## Material provided

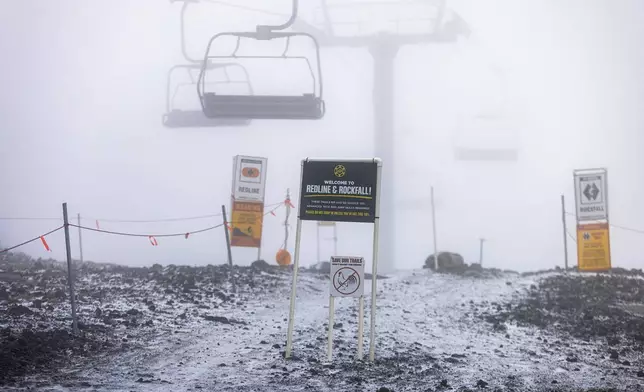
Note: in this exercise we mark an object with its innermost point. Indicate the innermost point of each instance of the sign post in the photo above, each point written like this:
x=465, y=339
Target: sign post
x=593, y=227
x=591, y=194
x=347, y=280
x=593, y=247
x=247, y=199
x=319, y=238
x=339, y=190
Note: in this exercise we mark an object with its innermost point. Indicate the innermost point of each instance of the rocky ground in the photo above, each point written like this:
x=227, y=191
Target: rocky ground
x=603, y=312
x=119, y=308
x=183, y=329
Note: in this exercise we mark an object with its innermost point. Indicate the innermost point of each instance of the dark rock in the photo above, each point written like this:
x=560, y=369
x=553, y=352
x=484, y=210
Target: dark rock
x=261, y=265
x=19, y=310
x=481, y=384
x=446, y=261
x=217, y=319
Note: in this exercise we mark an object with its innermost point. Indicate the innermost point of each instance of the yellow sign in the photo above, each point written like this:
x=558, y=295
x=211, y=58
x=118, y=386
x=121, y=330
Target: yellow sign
x=326, y=223
x=593, y=247
x=246, y=223
x=283, y=257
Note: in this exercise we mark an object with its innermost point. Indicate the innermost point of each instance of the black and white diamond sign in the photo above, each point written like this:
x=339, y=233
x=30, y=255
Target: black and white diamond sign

## Task directions
Only the lines from the one containing "Target: yellow sign" through the last line of the entries above should be copied, exactly as written.

## Solution to the problem
Target: yellow sign
x=326, y=223
x=593, y=247
x=246, y=223
x=283, y=257
Note: in this exercise we mark an object with its innermost point. Indicate the innermost point of each instance of the black and white diamond sign in the photo above, each point written like this:
x=339, y=233
x=30, y=255
Target: black and white diamond sign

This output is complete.